What this task involves> When the string "tire" appears in a line of the records, show the whole line.

Data supplied>

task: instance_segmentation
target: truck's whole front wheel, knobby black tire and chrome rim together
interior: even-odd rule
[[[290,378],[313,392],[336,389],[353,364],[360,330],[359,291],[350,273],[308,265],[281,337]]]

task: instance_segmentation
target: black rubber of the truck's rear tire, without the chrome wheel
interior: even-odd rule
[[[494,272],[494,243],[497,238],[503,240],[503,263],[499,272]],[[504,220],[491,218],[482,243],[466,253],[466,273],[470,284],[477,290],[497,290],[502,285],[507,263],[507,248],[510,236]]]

---

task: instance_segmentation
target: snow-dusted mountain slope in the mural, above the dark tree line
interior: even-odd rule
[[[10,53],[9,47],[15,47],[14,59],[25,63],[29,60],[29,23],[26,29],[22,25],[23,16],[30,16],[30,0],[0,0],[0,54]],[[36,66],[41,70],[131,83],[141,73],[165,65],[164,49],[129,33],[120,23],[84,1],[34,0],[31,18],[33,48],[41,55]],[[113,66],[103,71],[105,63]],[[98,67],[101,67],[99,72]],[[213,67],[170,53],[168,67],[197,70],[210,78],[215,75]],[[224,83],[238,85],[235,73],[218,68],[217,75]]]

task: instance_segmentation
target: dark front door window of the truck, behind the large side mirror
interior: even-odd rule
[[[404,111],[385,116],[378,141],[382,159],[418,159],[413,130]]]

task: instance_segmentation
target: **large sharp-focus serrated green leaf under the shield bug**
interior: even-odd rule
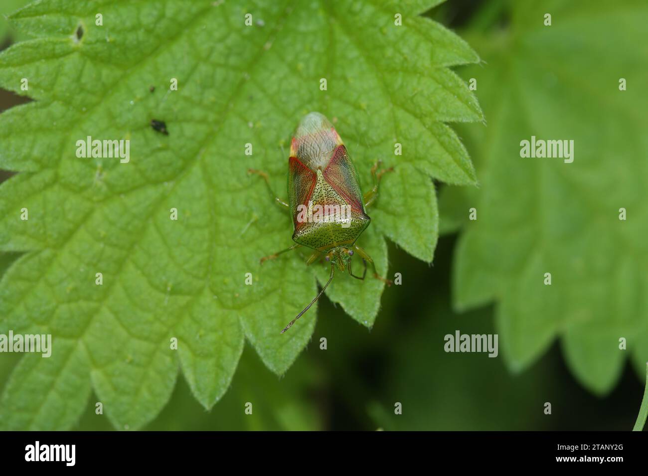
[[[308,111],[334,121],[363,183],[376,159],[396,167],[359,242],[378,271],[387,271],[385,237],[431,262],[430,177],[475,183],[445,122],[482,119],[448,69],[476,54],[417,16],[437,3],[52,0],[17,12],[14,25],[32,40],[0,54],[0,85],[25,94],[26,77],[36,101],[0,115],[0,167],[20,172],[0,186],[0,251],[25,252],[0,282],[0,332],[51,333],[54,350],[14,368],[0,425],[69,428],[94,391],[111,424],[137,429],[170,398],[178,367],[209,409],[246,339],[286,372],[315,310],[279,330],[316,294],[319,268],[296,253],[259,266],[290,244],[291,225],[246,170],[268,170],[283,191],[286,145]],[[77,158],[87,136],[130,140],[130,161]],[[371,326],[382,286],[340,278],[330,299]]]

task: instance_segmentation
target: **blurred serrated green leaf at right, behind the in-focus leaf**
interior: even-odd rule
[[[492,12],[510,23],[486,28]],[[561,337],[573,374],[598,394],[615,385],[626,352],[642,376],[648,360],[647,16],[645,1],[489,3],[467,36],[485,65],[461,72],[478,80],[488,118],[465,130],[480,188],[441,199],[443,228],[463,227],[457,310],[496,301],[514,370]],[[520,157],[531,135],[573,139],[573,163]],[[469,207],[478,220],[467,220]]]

--

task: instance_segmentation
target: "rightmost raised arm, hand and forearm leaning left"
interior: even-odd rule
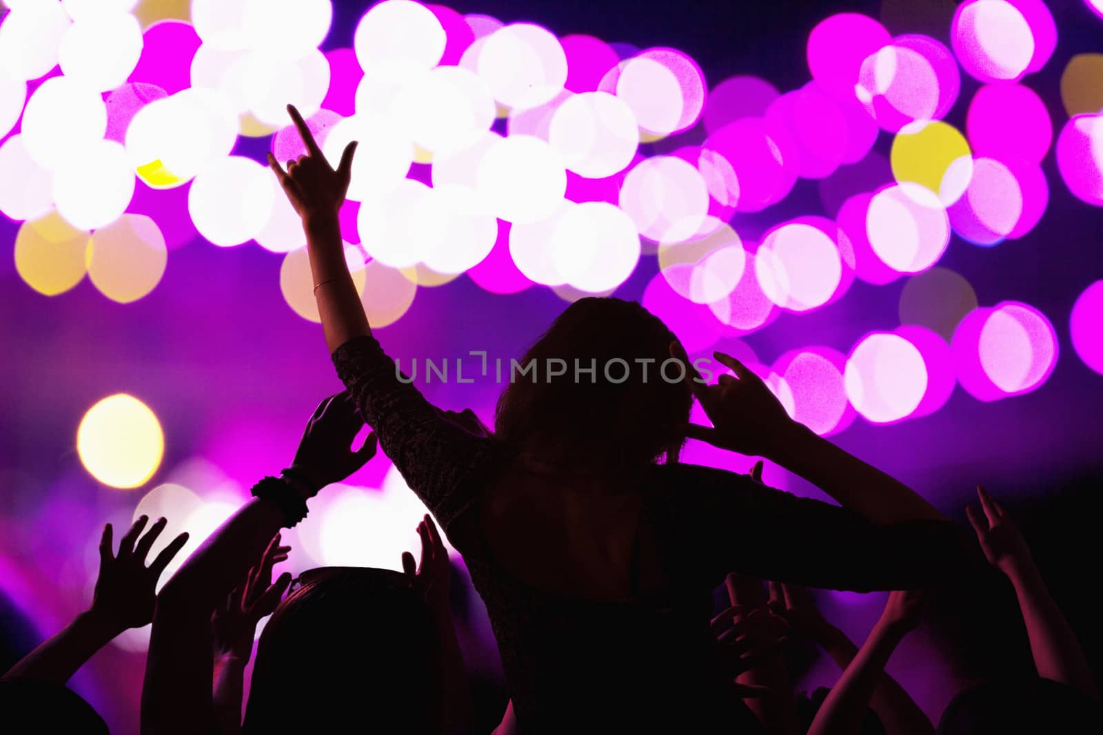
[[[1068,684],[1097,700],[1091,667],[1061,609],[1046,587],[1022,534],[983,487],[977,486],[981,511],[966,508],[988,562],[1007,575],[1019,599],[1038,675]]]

Result of the exercise>
target: truck's whole front wheel, knobby black tire and chrome rim together
target: black rubber of the truck's rear tire, without the chrome wheel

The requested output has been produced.